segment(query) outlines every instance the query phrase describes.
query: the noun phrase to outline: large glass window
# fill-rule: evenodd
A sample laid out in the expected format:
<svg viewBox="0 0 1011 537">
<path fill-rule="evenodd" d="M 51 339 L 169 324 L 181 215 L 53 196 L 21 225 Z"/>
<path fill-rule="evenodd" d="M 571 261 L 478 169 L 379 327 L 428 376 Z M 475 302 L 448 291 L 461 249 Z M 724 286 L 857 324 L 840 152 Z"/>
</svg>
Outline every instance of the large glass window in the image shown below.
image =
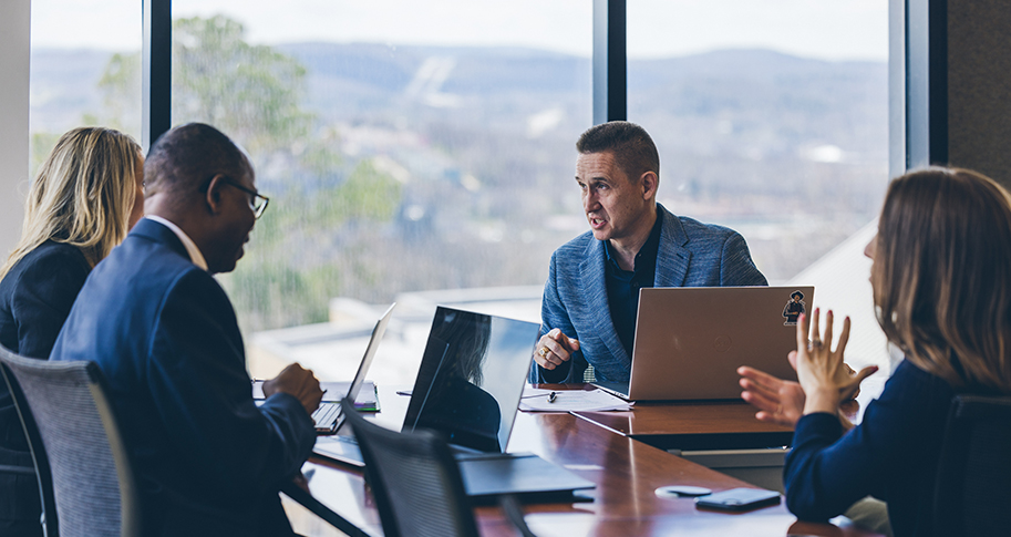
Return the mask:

════════════════

▶ [The request]:
Return the text of each item above line for line, without any change, and leave out the pictures.

▶ [Output for this exercise]:
segment(query) outlines every instance the query phrase describes.
query: the noun phrase to outline: large glass window
# fill-rule: evenodd
A sample laid out in the expected format:
<svg viewBox="0 0 1011 537">
<path fill-rule="evenodd" d="M 51 339 L 169 324 L 181 215 L 53 196 L 21 225 Z"/>
<path fill-rule="evenodd" d="M 571 261 L 478 169 L 379 327 L 428 376 Z M 475 302 L 448 291 L 461 249 Z M 724 286 L 857 324 L 840 152 Z"/>
</svg>
Outline every instance of the large glass window in the image shown below.
image =
Return the mask:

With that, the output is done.